__Exercise__. Your task is to copy every line of this material exactly.

__Data for the task__.
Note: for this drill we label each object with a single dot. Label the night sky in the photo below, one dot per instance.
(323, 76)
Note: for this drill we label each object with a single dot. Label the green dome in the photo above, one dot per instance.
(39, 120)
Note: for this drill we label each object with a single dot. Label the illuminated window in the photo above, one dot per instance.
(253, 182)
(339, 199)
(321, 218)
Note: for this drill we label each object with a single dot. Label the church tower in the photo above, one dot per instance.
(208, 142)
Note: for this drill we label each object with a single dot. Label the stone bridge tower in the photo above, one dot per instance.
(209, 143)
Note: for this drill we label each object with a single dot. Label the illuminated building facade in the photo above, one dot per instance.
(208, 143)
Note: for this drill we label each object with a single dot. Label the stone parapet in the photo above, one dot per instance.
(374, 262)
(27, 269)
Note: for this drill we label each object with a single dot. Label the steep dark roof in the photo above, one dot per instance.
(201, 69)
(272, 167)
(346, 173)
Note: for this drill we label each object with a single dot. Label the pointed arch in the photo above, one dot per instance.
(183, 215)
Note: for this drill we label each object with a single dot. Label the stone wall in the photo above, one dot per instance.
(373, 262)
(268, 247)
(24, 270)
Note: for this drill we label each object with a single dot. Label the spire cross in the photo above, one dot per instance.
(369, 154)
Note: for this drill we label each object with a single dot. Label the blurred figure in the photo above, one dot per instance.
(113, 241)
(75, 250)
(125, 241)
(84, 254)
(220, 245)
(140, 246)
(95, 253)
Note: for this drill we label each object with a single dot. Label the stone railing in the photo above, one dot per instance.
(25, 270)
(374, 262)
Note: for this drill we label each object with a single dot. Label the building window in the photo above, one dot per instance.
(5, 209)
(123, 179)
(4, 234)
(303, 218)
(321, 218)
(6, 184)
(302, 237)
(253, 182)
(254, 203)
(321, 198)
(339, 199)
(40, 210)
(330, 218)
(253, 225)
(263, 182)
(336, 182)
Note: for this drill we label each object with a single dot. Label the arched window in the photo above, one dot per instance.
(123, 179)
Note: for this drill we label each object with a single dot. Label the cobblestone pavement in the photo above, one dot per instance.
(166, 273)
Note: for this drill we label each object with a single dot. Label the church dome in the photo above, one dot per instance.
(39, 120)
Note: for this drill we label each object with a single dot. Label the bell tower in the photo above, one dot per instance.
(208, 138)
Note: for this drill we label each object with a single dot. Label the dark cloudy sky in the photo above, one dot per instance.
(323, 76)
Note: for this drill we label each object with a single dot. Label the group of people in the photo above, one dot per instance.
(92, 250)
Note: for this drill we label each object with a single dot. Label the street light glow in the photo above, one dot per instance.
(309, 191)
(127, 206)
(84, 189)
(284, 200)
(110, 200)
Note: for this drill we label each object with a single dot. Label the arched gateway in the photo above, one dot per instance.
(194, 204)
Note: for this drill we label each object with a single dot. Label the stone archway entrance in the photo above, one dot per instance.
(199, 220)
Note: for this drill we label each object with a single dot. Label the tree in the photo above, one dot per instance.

__Expected output__.
Note: for this drill we label each object with a single dot. Label the night sky in the photo below, one dot per instance.
(323, 76)
Note: for this drill we label each object with a single dot. Label the green dome in the photo above, one dot per instance.
(39, 120)
Note: for this drill we label each object with a single dot. Label the illuminated window in the photo above, one dot per instance.
(253, 182)
(339, 199)
(321, 218)
Note: for this drill we label each object with a single dot. Label the church tower in the photo above, one dot per instance.
(208, 142)
Note: for this drill we label each object with a single dot. Label the stone bridge tower in the photo above, one dot per instance.
(209, 143)
Note: for this drill we label each object with a single dot. Label the illuminated building facade in the photo above, one dot per instance.
(208, 143)
Note: for this drill we label each object with a single dot. Label the stone parapet in the photo above, one dot per instance.
(374, 262)
(27, 269)
Note: for this drill we label each object with a single dot. Label the steep dark roof in the photo above, one dot per instance.
(201, 69)
(272, 167)
(346, 173)
Note: for this drill we label each object with a single dot. Label the pointed arch in the photo above, one dot per instance.
(183, 215)
Note: for this drill we label each object with a single dot. Label the stone wall in the photo above, one dot per instance.
(373, 262)
(268, 247)
(24, 270)
Note: for this drill we label each object with a single dot. Label the spire cross in the photo above, one dot per instance.
(369, 154)
Note: for this drill we label each object with a single dot. Label the blurred figure in the photo above, one dot per instance.
(113, 241)
(75, 250)
(125, 241)
(84, 254)
(220, 245)
(140, 246)
(95, 253)
Note: for this drill we label each object with a single dot. Label the stone railing in the photo above, one dot per instance.
(25, 270)
(374, 262)
Note: for this drill we label each object with a single dot. Label the building window in the photo above, one dot per instance.
(5, 209)
(123, 179)
(4, 234)
(303, 218)
(321, 218)
(6, 184)
(302, 237)
(253, 182)
(254, 203)
(321, 198)
(339, 199)
(40, 210)
(330, 218)
(253, 225)
(263, 182)
(336, 182)
Note: for this drill we label each object with a single dot. Label the arched window in the photo above, one dot per instance.
(123, 179)
Note: for this drill we label each object with a single dot. Label the cobblestone pavement in the photo above, one dot per instance.
(166, 273)
Note: for this drill we label each object with a single dot. Label the church dome in the photo above, one dot per instance.
(39, 120)
Note: for this drill we label each object with a single dot. Label the bell tower in the photo above, one dot per instance.
(208, 138)
Note: for this drill we label each object with a single dot. Label the dark cloudy sky in the photo above, one dot per instance.
(323, 76)
Note: for this drill we label each object with a single dot. Label the group of people in the photo above, one dot per instance.
(92, 250)
Note: for this drill we label each object with a single dot. Label the street light glow in the photo above, one dot per instance.
(309, 191)
(127, 206)
(84, 189)
(284, 200)
(110, 200)
Note: for this drill we label each object with a single dot. Label the arched gateway in the photo above, one dot per instance.
(194, 204)
Note: for this drill we label each object with a single dot. Label the stone archway entrance in the photo above, one dot per instance.
(199, 220)
Note: for this drill we label each object with a single dot. Label the tree in the photo above, one dot per instance.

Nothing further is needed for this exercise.